= EXERCISE MATERIALS =
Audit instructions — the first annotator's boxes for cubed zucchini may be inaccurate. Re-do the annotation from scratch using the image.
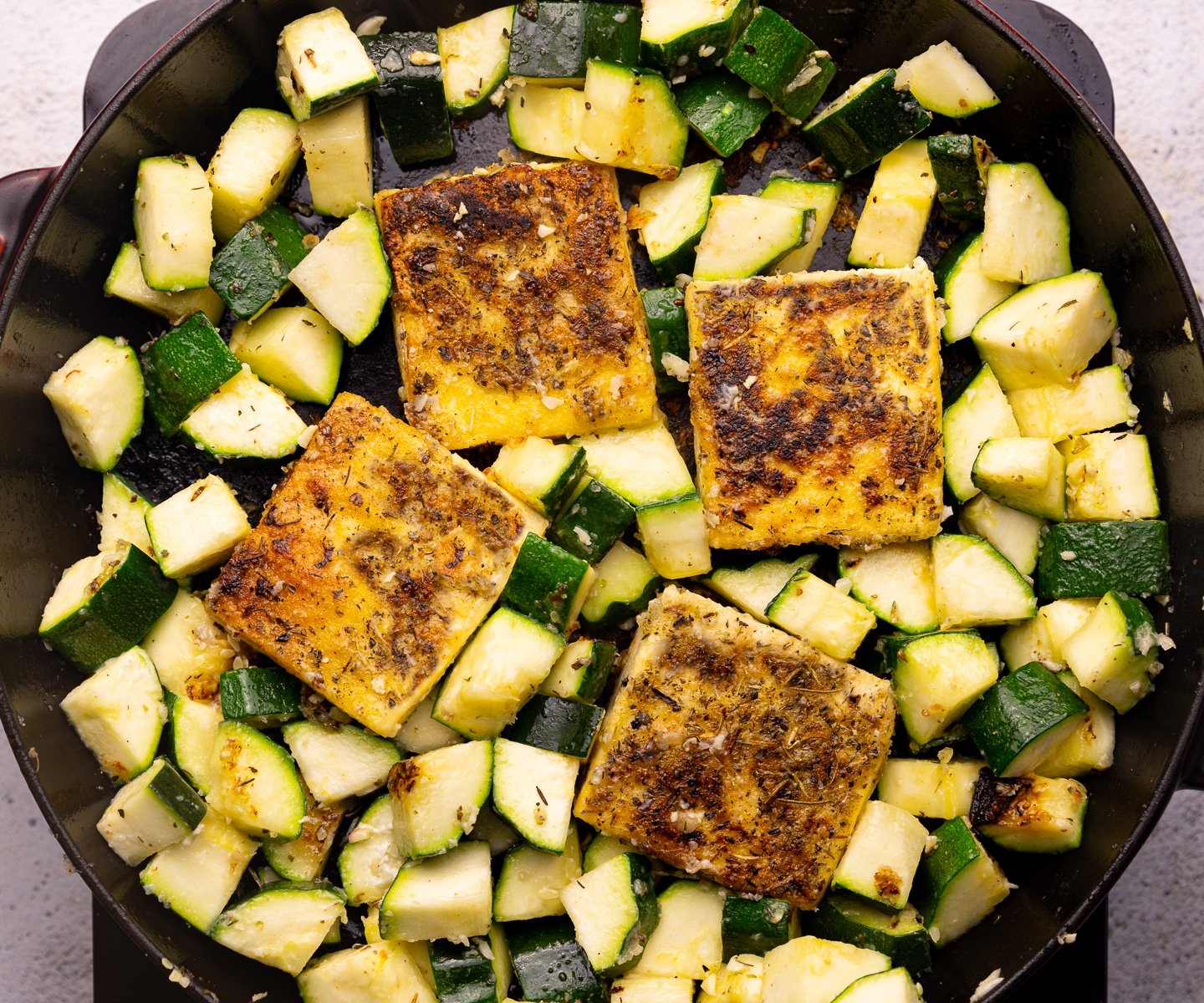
[917,817,1010,948]
[289,210,392,344]
[807,895,929,978]
[206,109,301,242]
[761,178,844,274]
[898,42,999,118]
[963,662,1087,776]
[147,473,251,578]
[1062,593,1161,714]
[930,231,1020,344]
[1037,519,1171,598]
[560,853,660,975]
[42,337,143,471]
[59,648,167,782]
[389,741,493,858]
[380,842,492,943]
[839,542,939,634]
[280,714,401,804]
[180,366,306,460]
[803,70,932,177]
[205,721,306,839]
[362,31,455,166]
[301,96,372,218]
[676,70,773,159]
[971,269,1116,393]
[886,631,999,746]
[105,241,225,324]
[96,759,205,867]
[832,801,928,910]
[142,313,242,435]
[38,541,176,672]
[932,533,1037,629]
[726,8,835,123]
[498,532,594,634]
[134,153,216,293]
[432,607,564,738]
[219,664,301,727]
[210,882,345,975]
[849,140,936,268]
[1059,432,1161,522]
[971,773,1087,853]
[693,195,815,279]
[493,738,580,853]
[493,827,582,922]
[982,162,1074,285]
[436,6,514,118]
[276,8,380,121]
[230,307,343,405]
[637,160,726,277]
[764,571,876,661]
[971,437,1067,520]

= REQUIREMENTS =
Which lines in the data above contain the word "Audit"? Pull out each of them in full.

= THE RESPONSE =
Audit instructions — the first annotator's boxes for cubed zucchini may be inaccurate. Re-do the annotation from scratch using the image.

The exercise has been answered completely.